[Records from a data collection]
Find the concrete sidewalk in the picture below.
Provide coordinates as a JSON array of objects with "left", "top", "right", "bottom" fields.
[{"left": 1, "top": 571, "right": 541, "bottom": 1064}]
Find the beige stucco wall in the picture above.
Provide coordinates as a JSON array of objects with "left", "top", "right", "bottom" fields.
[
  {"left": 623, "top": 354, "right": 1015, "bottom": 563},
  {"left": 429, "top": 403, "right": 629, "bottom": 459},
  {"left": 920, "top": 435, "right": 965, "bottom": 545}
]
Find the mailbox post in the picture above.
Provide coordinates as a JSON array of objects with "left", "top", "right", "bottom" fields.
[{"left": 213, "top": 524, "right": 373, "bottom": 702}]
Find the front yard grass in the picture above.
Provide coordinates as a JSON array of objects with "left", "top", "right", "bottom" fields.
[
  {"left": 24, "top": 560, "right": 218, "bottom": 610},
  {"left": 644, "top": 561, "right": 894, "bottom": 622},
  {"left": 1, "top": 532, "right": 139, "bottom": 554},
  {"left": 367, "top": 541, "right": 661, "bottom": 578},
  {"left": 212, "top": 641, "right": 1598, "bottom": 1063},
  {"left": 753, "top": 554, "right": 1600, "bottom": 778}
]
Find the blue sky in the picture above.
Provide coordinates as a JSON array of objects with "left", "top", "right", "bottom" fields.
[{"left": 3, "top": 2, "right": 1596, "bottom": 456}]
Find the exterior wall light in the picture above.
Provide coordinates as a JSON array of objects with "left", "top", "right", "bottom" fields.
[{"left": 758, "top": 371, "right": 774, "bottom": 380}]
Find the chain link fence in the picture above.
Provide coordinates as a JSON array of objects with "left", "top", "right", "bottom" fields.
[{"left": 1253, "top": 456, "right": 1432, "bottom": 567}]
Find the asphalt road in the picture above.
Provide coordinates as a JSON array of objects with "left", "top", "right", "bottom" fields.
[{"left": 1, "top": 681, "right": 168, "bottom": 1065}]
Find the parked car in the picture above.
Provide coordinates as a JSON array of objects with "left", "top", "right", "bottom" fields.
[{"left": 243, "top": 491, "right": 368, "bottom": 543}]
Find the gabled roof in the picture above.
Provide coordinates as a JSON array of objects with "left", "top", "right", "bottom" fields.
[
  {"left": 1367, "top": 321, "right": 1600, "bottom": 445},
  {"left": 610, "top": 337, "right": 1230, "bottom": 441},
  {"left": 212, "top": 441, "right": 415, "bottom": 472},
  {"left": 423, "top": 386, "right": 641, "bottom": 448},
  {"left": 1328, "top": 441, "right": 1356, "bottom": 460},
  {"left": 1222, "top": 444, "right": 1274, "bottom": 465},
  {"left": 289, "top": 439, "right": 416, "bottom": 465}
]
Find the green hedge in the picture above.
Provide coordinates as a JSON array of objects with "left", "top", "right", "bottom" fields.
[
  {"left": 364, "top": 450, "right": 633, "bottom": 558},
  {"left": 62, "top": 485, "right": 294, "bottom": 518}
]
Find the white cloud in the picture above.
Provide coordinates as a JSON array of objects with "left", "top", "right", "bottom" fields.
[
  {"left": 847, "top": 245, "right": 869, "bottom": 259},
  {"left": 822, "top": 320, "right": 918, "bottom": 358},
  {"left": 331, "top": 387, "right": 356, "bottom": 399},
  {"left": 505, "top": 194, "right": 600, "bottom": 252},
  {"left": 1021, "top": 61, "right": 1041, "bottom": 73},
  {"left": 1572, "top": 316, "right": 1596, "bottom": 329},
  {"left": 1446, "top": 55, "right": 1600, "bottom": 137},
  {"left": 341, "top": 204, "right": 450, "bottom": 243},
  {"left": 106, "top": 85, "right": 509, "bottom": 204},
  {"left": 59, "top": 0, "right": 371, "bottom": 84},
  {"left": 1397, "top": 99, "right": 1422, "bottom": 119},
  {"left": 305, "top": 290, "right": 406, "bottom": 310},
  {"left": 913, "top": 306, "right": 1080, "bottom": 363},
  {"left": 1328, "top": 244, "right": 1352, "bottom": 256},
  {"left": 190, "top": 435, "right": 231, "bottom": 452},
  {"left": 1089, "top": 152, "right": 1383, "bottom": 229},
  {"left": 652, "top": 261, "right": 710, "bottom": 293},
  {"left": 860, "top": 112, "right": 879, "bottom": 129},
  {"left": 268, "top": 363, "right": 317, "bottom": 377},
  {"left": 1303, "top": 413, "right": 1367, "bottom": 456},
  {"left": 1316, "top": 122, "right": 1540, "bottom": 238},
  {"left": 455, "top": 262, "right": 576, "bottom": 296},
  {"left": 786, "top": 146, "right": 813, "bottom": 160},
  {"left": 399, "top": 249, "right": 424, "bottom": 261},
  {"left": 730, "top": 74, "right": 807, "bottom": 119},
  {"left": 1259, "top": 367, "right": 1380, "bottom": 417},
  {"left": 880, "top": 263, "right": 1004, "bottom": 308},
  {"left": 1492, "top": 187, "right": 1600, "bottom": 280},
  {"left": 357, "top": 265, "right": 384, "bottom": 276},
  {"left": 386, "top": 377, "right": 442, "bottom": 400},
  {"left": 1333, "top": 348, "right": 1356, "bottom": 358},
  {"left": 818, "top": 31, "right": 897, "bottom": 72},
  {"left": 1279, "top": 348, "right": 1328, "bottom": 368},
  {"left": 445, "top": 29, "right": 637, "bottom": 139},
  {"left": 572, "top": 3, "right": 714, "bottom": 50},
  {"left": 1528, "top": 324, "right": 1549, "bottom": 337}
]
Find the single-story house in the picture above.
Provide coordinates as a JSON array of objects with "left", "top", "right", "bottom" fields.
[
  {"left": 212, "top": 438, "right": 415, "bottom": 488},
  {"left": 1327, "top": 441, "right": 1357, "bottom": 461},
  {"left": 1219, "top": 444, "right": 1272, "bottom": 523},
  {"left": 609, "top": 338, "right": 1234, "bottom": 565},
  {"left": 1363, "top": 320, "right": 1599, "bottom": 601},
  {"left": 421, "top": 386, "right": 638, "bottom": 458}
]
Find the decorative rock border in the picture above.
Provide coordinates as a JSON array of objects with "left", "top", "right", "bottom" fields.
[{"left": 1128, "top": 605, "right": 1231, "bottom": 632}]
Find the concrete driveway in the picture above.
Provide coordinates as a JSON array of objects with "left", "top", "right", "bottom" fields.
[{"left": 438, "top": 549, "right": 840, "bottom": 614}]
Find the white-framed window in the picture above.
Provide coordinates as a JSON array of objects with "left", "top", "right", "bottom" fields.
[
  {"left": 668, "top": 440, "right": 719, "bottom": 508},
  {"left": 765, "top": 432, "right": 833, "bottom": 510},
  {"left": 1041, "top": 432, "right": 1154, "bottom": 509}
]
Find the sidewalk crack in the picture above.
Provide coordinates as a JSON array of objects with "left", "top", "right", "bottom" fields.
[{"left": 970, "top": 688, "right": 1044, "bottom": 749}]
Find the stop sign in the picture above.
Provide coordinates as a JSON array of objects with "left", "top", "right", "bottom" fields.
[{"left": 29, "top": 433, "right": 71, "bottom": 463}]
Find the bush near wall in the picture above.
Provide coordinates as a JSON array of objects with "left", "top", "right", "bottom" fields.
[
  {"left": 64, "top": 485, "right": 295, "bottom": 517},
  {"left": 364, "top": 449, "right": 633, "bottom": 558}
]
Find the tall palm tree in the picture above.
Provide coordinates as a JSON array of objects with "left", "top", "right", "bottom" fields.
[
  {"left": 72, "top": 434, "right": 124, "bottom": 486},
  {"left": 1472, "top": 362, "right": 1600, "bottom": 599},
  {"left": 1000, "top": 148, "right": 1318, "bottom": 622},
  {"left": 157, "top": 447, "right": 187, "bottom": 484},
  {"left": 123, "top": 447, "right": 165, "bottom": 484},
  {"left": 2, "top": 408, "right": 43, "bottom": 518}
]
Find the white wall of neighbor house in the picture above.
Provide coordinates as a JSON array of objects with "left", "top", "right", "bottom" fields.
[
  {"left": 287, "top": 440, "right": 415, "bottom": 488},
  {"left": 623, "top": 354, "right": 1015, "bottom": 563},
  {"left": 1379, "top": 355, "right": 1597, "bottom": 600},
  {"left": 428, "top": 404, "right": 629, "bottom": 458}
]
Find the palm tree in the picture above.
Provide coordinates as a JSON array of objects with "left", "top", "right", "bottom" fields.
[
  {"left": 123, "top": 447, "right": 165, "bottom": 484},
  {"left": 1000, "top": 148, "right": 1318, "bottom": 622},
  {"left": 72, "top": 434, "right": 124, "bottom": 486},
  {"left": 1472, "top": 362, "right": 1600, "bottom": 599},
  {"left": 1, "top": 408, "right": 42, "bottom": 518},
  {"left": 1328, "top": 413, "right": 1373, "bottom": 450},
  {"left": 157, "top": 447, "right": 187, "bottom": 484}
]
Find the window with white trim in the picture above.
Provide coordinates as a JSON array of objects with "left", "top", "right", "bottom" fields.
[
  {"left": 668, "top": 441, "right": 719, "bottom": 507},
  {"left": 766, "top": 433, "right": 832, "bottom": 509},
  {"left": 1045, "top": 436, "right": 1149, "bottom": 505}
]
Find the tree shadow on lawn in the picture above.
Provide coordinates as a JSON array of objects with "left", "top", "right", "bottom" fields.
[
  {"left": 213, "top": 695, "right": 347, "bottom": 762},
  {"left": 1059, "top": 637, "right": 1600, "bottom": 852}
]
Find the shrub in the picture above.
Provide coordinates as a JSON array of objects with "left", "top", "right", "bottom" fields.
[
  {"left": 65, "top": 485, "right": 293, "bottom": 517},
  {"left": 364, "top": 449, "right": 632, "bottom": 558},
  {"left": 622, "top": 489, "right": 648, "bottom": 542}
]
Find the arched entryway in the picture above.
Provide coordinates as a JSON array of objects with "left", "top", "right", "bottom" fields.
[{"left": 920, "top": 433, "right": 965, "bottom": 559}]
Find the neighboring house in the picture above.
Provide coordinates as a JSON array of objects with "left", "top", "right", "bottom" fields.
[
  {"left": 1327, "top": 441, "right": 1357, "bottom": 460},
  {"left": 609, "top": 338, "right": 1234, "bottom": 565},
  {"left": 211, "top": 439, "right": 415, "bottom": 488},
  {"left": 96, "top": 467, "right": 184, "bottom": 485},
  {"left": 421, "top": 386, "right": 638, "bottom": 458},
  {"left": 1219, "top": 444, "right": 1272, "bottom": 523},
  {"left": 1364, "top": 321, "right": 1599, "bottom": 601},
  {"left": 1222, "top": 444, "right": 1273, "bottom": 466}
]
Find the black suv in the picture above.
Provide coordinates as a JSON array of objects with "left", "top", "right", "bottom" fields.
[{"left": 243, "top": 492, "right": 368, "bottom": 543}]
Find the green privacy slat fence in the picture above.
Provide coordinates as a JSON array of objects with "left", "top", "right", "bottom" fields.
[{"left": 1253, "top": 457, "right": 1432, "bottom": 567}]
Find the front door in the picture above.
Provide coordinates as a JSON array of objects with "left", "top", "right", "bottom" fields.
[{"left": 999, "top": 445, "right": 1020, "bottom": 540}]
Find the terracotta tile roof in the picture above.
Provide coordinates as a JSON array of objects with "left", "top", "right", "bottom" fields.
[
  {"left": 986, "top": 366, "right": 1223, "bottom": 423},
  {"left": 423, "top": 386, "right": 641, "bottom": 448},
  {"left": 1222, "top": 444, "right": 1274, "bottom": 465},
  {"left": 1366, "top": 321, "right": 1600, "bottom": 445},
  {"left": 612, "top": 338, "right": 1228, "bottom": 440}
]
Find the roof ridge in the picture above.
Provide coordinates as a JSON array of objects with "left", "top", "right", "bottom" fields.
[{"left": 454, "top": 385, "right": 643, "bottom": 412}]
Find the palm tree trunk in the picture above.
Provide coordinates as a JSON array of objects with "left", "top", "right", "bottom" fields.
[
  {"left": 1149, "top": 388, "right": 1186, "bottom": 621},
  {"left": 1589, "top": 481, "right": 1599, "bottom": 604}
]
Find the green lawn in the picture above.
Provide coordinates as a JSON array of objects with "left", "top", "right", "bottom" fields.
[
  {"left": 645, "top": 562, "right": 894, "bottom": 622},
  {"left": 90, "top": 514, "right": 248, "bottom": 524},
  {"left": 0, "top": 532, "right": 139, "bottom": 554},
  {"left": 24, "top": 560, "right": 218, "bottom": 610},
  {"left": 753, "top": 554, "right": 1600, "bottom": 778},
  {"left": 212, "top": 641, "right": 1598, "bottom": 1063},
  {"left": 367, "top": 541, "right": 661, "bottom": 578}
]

Assigned task: Go through the entries and copy each line holding the string "house".

Answer section:
Find the single-story house in the picture above.
Find the white wall of neighbor house in the picture above.
Find the neighboring house in the picture above.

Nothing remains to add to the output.